### [ESERCIZIO]
Riscrivi tutto ciò che va dalla riga che contiene "for every instance of the dirt" fino a quella che contiene "(1036, 442)", entrambe incluse, richieste comprese. Scala le coordinate delle risposte moltiplicandole per 2,6 e arrotondale all'intero più vicino, con le metà per eccesso.

—————

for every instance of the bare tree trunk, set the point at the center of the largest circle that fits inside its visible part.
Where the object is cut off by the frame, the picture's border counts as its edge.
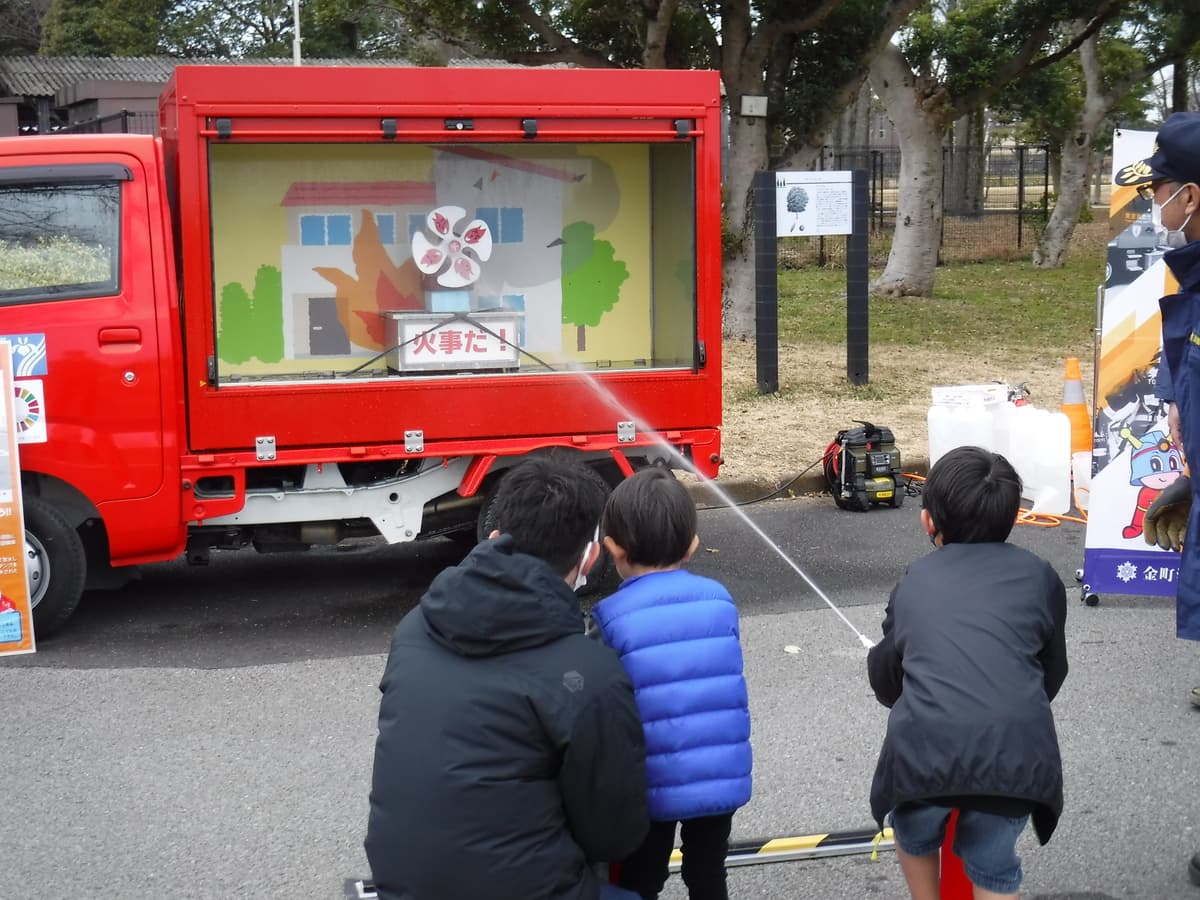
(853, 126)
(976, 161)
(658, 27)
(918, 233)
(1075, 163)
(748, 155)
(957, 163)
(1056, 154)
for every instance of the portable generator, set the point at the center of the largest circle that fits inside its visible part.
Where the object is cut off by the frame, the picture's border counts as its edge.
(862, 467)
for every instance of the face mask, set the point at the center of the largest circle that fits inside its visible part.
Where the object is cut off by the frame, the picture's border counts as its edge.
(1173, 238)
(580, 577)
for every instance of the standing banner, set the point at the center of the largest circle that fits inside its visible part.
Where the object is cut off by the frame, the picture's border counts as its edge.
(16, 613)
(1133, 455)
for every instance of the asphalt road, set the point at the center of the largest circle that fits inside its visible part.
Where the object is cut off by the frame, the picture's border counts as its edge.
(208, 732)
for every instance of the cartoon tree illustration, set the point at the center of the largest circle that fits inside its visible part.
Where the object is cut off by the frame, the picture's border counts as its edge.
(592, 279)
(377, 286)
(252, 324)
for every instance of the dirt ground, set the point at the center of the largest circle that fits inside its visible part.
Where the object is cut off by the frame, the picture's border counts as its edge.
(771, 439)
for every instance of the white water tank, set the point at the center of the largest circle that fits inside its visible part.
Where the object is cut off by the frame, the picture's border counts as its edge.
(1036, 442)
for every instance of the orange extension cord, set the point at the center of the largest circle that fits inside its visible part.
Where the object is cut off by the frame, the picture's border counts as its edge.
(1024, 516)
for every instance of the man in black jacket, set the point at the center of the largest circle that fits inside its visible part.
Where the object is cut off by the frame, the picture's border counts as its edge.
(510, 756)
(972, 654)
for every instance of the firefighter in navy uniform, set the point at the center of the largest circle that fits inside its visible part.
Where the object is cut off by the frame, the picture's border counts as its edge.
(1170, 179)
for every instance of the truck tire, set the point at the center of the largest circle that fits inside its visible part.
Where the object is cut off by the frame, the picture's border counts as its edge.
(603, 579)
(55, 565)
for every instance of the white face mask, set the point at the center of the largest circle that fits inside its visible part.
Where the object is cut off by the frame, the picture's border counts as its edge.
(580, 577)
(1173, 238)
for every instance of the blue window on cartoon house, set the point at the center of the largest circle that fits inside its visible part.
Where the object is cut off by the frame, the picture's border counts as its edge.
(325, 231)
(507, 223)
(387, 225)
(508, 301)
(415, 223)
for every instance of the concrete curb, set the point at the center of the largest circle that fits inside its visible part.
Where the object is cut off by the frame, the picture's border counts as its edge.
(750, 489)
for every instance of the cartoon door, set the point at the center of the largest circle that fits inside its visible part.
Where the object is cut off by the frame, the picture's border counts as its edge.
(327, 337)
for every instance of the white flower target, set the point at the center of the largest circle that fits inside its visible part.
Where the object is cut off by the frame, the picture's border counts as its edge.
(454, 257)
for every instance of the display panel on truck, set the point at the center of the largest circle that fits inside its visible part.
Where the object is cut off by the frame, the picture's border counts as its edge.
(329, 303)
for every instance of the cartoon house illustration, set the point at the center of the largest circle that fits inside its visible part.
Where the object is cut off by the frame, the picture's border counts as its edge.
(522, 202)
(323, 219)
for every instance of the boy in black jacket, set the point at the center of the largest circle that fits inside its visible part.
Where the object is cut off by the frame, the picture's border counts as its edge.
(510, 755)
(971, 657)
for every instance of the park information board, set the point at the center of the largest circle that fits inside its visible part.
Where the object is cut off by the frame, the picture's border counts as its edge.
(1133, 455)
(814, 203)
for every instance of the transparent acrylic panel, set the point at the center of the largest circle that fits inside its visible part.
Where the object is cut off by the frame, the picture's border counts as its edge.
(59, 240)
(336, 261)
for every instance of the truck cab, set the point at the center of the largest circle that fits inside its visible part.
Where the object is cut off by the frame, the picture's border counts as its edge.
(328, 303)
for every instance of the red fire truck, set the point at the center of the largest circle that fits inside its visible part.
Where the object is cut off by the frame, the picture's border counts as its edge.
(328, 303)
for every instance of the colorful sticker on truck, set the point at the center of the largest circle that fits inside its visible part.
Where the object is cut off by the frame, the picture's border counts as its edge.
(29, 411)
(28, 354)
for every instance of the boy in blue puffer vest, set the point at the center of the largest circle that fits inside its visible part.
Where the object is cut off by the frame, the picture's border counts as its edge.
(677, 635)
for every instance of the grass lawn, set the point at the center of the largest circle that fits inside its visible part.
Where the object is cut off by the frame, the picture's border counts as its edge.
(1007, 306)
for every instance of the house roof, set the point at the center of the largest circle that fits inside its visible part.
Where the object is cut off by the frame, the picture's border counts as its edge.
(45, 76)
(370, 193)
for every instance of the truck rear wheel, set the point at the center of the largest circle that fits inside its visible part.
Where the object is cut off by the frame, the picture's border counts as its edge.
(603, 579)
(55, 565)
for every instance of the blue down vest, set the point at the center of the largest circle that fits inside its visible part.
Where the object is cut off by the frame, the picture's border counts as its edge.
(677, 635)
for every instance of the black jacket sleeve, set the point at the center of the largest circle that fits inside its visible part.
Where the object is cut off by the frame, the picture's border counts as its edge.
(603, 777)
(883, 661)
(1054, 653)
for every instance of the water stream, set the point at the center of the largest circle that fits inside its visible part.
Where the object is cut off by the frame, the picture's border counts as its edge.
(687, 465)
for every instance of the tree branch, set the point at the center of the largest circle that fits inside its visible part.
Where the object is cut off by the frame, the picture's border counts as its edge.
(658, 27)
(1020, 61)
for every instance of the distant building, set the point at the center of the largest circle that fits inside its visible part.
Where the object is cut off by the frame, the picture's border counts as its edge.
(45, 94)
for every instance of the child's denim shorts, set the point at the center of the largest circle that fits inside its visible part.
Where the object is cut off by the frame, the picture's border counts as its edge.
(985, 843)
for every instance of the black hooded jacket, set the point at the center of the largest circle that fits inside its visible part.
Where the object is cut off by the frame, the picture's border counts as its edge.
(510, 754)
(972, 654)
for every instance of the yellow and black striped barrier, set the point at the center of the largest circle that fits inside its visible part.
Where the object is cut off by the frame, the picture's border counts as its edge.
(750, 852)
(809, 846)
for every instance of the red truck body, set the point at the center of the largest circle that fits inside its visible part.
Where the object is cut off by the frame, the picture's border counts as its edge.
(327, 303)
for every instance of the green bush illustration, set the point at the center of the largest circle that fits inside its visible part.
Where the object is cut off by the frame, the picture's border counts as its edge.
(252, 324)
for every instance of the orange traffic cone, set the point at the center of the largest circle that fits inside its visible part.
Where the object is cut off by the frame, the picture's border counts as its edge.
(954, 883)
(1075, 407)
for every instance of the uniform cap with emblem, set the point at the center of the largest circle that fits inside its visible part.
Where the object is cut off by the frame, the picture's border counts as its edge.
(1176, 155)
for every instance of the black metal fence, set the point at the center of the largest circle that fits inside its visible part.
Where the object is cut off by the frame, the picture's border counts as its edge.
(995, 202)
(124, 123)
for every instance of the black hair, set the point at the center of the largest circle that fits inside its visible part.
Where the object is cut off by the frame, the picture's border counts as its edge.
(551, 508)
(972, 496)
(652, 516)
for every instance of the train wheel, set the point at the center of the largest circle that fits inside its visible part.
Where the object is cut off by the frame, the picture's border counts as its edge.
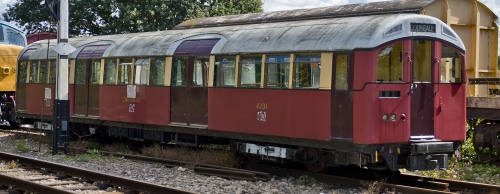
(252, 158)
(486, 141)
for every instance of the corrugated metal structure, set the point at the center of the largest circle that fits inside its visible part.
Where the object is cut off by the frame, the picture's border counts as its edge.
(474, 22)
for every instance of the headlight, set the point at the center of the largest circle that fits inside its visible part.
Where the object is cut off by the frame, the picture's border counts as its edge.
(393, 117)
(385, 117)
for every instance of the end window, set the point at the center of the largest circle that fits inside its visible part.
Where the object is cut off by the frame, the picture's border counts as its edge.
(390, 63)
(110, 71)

—————

### [SOLUZIONE]
for every instance of the dirt ground, set the point at the center of the largest circle that fits inside its visible part.
Where the object is cut off by the frame, the picture's border counts as its edge.
(2005, 1141)
for every instance of the white water tank, set the point at the center of the largest circle that fits inside its visible part.
Where the object is cut off by the frame, the picture's border counts as its edge.
(2694, 1149)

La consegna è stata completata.